* _Tarefa a realizar_
Responda às perguntas sobre o excerto relativo à TAP:
(a) Até que dia devem ser entregues as ofertas vinculativas pelos interessados na companhia aérea?
(b) Qual é a percentagem máxima do capital da TAP que o PS admite dispersar em bolsa?
(c) Que razão invocam os investidores e analistas europeus para considerar que a bolsa não é uma solução credível?

***** Excerto para leitura

Bolsa é alternativa à
privatização da TAP? “Podem esquecer”, dizem os analistas
Edgar Caetano / 10
Maio 2015
/ OBSERVADOR
PS opõe-se ao processo de venda
que está em curso, preferindo uma venda de parte do capital em bolsa, a opção
tomada pelo governo quanto aos CTT. Analistas vêem um problema: "a TAP não
é os CTT".
O Partido
Socialista (PS) quer que o Governo interrompa o processo de venda da TAP, que
prevê que sejam entregues até dia 15 de maio as ofertas vinculativas de quem
esteja interessado na companhia aérea. O líder socialista, António Costa,
reconhece que a empresa necessita de uma recapitalização, mas sugere que esta
seja feita através de um aumento de capital por via da bolsa de valores. Uma
solução em que, defende o PS, o Estado conservaria a maioria do capital, ou
seja, não dispersando mais do que 49% do capital da TAP. Esta não é, contudo,
uma “solução credível” para os problemas da TAP, dizem investidores e analistas
europeus que acompanham o setor do transporte aéreo. A razão invocada? Porque
“a TAP não é os CTT”.

**********
***** Dados apresentados

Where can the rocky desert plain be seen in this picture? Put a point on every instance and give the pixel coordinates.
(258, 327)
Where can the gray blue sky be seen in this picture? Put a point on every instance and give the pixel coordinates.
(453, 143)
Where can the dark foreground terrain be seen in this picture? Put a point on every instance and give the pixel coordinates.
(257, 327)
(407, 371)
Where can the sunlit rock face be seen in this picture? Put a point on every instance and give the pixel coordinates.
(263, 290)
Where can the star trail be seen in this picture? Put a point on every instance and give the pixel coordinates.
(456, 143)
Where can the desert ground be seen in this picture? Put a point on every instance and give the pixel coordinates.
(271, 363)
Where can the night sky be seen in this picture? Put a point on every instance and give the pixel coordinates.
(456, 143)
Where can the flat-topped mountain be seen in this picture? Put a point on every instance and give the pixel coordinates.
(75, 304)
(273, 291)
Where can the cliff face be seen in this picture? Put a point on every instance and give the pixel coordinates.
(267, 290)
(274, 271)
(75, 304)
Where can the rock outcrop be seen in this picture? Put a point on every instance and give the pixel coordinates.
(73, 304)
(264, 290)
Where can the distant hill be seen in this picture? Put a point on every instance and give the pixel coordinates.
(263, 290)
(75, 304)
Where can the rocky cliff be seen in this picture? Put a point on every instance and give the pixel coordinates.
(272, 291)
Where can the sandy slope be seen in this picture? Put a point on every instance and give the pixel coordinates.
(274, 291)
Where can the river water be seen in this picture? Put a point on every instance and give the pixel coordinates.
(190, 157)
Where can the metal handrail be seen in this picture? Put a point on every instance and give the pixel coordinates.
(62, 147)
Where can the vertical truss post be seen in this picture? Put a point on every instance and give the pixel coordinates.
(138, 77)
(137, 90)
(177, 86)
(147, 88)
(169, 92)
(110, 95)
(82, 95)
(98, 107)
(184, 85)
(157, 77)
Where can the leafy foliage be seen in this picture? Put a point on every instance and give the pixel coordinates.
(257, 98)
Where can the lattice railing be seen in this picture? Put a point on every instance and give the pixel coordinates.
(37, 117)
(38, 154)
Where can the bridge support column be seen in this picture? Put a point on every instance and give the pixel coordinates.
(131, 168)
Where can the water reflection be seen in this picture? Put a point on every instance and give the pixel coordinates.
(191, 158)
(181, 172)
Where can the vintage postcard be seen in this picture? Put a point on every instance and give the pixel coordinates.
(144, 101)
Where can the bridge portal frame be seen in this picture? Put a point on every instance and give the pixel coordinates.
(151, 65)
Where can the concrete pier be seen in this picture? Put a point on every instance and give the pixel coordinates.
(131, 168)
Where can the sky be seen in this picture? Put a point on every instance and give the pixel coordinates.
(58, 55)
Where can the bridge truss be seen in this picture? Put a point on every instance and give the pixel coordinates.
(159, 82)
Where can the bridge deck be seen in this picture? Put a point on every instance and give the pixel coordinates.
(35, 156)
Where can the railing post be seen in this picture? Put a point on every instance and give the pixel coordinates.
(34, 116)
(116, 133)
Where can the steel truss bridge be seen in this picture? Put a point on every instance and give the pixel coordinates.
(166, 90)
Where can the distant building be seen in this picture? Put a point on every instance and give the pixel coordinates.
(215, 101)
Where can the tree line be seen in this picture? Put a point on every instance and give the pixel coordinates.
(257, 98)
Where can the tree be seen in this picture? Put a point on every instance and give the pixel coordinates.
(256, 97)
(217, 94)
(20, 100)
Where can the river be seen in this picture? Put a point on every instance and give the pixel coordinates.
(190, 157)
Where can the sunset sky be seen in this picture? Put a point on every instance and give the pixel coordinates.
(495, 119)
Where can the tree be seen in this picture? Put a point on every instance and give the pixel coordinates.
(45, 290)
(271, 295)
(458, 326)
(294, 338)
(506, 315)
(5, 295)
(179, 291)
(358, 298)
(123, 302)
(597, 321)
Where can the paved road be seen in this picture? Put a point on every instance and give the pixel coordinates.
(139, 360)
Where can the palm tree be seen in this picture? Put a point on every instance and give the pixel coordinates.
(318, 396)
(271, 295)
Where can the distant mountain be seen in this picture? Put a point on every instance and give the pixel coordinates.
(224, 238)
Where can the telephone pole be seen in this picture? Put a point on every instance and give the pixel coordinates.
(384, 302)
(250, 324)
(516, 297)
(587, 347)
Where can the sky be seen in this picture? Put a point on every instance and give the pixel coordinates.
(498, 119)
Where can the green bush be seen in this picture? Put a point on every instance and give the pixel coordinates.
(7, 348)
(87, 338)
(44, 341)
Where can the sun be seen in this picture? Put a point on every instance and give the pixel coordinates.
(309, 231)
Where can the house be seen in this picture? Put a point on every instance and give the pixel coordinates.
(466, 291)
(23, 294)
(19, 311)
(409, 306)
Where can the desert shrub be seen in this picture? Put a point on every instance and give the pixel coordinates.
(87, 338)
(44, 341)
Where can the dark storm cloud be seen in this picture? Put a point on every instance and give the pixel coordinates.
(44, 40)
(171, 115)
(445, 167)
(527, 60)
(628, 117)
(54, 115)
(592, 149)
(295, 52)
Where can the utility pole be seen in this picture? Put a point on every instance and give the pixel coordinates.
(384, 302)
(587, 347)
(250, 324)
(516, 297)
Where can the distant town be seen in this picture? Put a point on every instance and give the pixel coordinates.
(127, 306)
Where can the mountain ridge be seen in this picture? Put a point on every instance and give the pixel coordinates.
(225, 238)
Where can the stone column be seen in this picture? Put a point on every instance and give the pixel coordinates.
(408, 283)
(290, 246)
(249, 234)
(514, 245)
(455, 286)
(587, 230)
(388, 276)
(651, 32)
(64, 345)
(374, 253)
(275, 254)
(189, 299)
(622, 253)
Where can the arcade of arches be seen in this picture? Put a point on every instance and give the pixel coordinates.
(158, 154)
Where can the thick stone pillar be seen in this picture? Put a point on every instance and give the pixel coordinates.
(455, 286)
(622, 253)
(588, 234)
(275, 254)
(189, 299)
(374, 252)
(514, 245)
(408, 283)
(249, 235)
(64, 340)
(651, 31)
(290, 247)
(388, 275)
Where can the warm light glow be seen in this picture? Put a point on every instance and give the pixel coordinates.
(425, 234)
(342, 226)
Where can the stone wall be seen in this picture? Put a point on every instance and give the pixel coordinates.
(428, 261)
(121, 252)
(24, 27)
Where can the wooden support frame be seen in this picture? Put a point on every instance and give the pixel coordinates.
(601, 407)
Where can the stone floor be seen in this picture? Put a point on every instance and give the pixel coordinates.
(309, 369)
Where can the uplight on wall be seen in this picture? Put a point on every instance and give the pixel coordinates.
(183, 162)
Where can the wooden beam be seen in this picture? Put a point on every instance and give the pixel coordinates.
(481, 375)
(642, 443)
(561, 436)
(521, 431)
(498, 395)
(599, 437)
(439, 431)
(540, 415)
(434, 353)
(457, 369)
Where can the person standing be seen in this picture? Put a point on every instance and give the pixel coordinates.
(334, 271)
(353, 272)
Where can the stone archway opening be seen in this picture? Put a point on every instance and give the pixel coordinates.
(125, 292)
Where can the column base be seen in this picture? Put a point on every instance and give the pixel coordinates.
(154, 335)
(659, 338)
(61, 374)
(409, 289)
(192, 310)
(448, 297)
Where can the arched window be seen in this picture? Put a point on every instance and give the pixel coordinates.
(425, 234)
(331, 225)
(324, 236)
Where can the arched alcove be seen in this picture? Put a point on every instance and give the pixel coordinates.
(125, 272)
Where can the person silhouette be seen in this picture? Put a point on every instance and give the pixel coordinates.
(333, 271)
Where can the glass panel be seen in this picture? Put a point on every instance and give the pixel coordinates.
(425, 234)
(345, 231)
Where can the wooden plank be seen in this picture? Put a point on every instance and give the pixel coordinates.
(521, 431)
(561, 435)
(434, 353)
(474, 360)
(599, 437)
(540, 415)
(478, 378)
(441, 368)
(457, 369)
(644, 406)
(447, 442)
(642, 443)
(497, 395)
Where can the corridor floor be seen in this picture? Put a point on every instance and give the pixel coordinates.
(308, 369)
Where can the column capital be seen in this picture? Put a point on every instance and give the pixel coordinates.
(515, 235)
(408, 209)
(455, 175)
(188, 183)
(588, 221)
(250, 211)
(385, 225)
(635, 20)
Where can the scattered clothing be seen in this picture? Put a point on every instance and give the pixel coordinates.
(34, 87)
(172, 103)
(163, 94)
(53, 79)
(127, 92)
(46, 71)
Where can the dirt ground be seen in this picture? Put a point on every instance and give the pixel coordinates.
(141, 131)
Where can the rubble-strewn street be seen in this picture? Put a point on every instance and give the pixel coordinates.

**********

* _Solução do exercício_
(a) Até dia 15 de maio.
(b) 49%.
(c) Porque "a TAP não é os CTT".